──────── DATA LINES
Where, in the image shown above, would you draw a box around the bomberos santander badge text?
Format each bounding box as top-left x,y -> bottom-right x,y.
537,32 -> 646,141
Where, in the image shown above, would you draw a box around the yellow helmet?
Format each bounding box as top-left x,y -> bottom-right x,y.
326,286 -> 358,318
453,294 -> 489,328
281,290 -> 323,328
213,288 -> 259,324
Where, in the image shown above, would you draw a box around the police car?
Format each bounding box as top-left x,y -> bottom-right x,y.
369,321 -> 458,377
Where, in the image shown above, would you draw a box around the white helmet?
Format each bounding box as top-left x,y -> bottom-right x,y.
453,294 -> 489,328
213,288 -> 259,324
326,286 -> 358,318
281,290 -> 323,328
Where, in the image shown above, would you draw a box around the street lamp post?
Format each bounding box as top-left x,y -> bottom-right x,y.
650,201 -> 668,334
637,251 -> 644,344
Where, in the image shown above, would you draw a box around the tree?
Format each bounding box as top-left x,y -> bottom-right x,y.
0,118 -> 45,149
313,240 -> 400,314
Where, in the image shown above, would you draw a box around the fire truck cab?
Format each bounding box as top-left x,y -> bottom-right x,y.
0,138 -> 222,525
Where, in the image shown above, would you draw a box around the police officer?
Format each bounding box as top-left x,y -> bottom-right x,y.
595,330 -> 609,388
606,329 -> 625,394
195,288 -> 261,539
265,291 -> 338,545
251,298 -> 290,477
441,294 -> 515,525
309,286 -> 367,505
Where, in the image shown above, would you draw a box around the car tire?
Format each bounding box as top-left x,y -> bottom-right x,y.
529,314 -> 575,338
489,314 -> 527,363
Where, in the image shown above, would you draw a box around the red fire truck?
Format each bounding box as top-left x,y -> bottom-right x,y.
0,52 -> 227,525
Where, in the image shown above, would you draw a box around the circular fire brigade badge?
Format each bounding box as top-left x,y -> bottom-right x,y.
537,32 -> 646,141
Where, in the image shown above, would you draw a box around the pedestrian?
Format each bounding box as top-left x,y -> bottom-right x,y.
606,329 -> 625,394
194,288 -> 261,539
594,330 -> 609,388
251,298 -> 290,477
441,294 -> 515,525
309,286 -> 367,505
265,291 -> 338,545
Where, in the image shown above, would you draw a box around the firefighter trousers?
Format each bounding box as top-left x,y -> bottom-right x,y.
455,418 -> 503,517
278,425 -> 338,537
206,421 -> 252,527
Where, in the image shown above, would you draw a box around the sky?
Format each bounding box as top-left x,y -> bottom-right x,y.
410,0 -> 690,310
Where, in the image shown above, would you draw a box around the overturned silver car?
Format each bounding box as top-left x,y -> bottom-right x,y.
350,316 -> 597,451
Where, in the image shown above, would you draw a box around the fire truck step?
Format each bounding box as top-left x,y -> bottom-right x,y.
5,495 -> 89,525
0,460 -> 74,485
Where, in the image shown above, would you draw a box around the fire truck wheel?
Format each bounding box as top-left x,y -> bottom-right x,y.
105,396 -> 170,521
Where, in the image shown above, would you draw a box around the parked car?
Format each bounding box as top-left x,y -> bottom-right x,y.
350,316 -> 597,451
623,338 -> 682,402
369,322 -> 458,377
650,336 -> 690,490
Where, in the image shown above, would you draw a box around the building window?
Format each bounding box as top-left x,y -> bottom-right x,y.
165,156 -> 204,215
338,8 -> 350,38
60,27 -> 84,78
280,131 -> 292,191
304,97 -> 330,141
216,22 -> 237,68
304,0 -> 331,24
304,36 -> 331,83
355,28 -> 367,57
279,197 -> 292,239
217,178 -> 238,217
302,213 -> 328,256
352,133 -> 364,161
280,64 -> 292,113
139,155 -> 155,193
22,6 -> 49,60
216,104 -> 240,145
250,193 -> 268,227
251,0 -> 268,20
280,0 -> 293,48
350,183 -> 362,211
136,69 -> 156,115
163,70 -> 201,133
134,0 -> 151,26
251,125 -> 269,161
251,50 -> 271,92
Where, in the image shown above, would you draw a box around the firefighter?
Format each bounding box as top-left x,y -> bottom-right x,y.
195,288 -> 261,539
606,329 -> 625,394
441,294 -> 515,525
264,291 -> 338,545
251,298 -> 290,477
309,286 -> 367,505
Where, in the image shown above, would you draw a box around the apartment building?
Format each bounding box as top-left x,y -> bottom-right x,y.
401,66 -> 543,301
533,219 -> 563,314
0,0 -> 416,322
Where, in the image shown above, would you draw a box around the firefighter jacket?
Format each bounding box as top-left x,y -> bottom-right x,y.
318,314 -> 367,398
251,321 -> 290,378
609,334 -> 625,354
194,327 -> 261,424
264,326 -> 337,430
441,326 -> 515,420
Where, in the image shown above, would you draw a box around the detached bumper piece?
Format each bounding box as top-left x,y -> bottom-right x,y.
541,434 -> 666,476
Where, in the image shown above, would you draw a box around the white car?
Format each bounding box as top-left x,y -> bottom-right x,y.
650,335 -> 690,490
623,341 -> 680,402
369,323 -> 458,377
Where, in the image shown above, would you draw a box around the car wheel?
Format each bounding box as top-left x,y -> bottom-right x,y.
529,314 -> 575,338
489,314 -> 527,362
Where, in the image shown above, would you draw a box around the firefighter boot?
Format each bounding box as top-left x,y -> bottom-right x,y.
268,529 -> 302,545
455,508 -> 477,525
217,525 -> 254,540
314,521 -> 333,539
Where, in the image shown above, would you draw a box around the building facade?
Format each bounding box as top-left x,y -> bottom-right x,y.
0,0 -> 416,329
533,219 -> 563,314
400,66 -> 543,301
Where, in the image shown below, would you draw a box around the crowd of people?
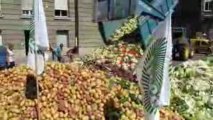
────────────────
◆ EXERCISE DESCRIPTION
Could you give all of the entries above as a numbered list, with blank lines dropped and the pictures left out?

◆ REPLY TO THE EXERCISE
1. Where, in the image shown above, would you draw a box around the bomberos santander badge text?
2. Format each bounding box as top-left x,y -> bottom-right x,y.
3. 537,32 -> 646,141
4. Where, in the image shown above, would you draw a box around the yellow helmet?
5. Format each bounding box as top-left x,y -> bottom-right x,y.
6. 326,286 -> 358,318
7. 453,294 -> 489,328
8. 281,290 -> 323,328
9. 213,288 -> 259,324
10. Where, in the image shown above, would you draw a box around the police car?
11. Format each bounding box as top-left x,y -> bottom-right x,y.
12. 369,321 -> 458,377
13. Where, in the image shown above, would you draw a box around the white helmet?
14. Format each bounding box as top-left x,y -> bottom-right x,y.
15. 453,294 -> 489,328
16. 213,288 -> 259,324
17. 326,286 -> 358,318
18. 281,290 -> 323,328
19. Where, in the image shown above, would you draw a box around the street lamp post?
20. Format each bounding box as top-left x,y -> bottom-right x,y.
21. 650,201 -> 668,334
22. 637,251 -> 644,344
23. Where, in the image shown above, would you draw a box around the tree?
24. Format each bounding box as top-left x,y -> bottom-right x,y.
25. 0,118 -> 45,149
26. 313,240 -> 400,314
27. Where, in the image shown above, would you draw a box around the fire truck cab?
28. Format each bounding box as top-left x,y -> bottom-right x,y.
29. 0,138 -> 222,525
30. Where, in the image shown above, would you draw a box around the police officer?
31. Format each bounding box as top-left x,y -> bottom-right x,y.
32. 595,330 -> 609,388
33. 606,329 -> 625,394
34. 195,288 -> 261,539
35. 265,291 -> 338,545
36. 251,298 -> 290,477
37. 441,294 -> 515,525
38. 309,286 -> 367,505
39. Where, in the image shown above, would you draw a box around the car tire?
40. Format each bounding box as top-left x,y -> bottom-right x,y.
41. 529,314 -> 575,338
42. 489,314 -> 527,363
43. Where, in the image shown above, would you draw a box around the red fire truck?
44. Format each bounding box as top-left x,y -> bottom-right x,y.
45. 0,52 -> 227,525
46. Where, in the image shown above, would you draw a box around the circular fire brigade badge?
47. Format each bounding box as top-left x,y -> bottom-right x,y.
48. 537,32 -> 646,141
49. Where, in the image shown above, would you draw a box around the pedestrian?
50. Format each bounding box as top-left x,y -> bottom-right x,y.
51. 606,329 -> 625,394
52. 194,288 -> 261,539
53. 594,330 -> 609,388
54. 251,298 -> 290,477
55. 441,294 -> 515,525
56. 309,286 -> 367,505
57. 265,291 -> 338,545
58. Where, in the image shown above, would you draw a box around the firefighter trousers?
59. Format each bounding box as top-left x,y -> bottom-right x,y.
60. 455,418 -> 503,517
61. 278,425 -> 338,537
62. 206,421 -> 252,527
63. Where, in the image shown above, would you draw a box around the sky?
64. Format each bounding box as top-left x,y -> bottom-right x,y.
65. 410,0 -> 690,310
66. Where, in the image shown above, would you draw a box around the overturned silver car?
67. Format each bounding box as top-left x,y -> bottom-right x,y.
68. 350,316 -> 597,451
69. Where, in the image shown above, would you draw a box around the fire truck step?
70. Format each bounding box as top-left x,y -> bottom-right x,y.
71. 5,495 -> 89,525
72. 0,460 -> 74,485
73. Where, in the image shown above, would you draw a box around the fire truck wheel?
74. Format each bounding box as top-left x,y -> bottom-right x,y.
75. 105,396 -> 170,521
76. Where, in the image shown above, would you draw a box around the parked car?
77. Format each bounding box as top-left x,y -> bottom-right x,y.
78. 350,316 -> 597,451
79. 623,338 -> 682,402
80. 369,322 -> 458,377
81. 650,336 -> 690,490
82. Where, in the image shown above, would you draw a box around the building window?
83. Format each bounding box as top-left x,y -> bottom-right x,y.
84. 165,156 -> 204,215
85. 338,8 -> 350,38
86. 60,27 -> 84,78
87. 280,131 -> 292,191
88. 304,97 -> 330,141
89. 216,22 -> 237,68
90. 304,0 -> 331,24
91. 304,36 -> 331,83
92. 355,28 -> 367,57
93. 279,197 -> 292,239
94. 217,178 -> 238,217
95. 302,213 -> 328,256
96. 352,133 -> 364,161
97. 280,64 -> 292,113
98. 139,155 -> 155,193
99. 22,6 -> 49,60
100. 216,104 -> 240,145
101. 250,193 -> 268,227
102. 251,0 -> 268,20
103. 280,0 -> 293,48
104. 350,183 -> 362,211
105. 136,69 -> 156,115
106. 163,70 -> 201,133
107. 134,0 -> 151,26
108. 251,125 -> 269,161
109. 251,50 -> 271,92
110. Where, in the image shown above, would you draw a box around the firefighter?
111. Format each bounding box as top-left x,y -> bottom-right x,y.
112. 195,288 -> 261,539
113. 606,329 -> 625,394
114. 441,294 -> 515,525
115. 264,291 -> 338,545
116. 251,298 -> 290,477
117. 309,286 -> 367,505
118. Where, in the image shown above, would you draw a box around the apartment building?
119. Format each bounding box as top-left x,y -> bottom-right x,y.
120. 401,66 -> 543,301
121. 533,219 -> 563,314
122. 0,0 -> 416,322
123. Where, in the image shown above, would you draw a box around the firefighter jacket?
124. Format each bounding box as top-left x,y -> bottom-right x,y.
125. 318,314 -> 367,398
126. 251,321 -> 290,378
127. 609,334 -> 625,354
128. 194,327 -> 261,424
129. 264,326 -> 337,430
130. 441,326 -> 515,420
131. Where, in the image shown above, would you draw a box around the detached bumper piece?
132. Format each bounding box as top-left x,y -> bottom-right x,y.
133. 541,434 -> 666,476
134. Where, in the image shown above, would you draw a box around the white car?
135. Format each bounding box as top-left x,y -> bottom-right x,y.
136. 650,335 -> 690,490
137. 623,341 -> 680,402
138. 369,323 -> 458,377
139. Where, in the image shown above, would you draw a box around the car wheel?
140. Format each bounding box as top-left x,y -> bottom-right x,y.
141. 529,314 -> 575,338
142. 489,314 -> 527,362
143. Where, in the image shown above, would you draw a box around the firefighter boot?
144. Format each bounding box as top-left x,y -> bottom-right x,y.
145. 268,529 -> 302,545
146. 455,508 -> 477,525
147. 217,525 -> 254,540
148. 314,521 -> 333,539
149. Where, in the image shown above, would you draw a box around the building facade?
150. Format each bounding box as top-left x,y -> bottom-right x,y.
151. 0,0 -> 416,329
152. 533,219 -> 563,314
153. 400,66 -> 543,301
154. Where, in the image shown below, would you draw a box around the crowd of people?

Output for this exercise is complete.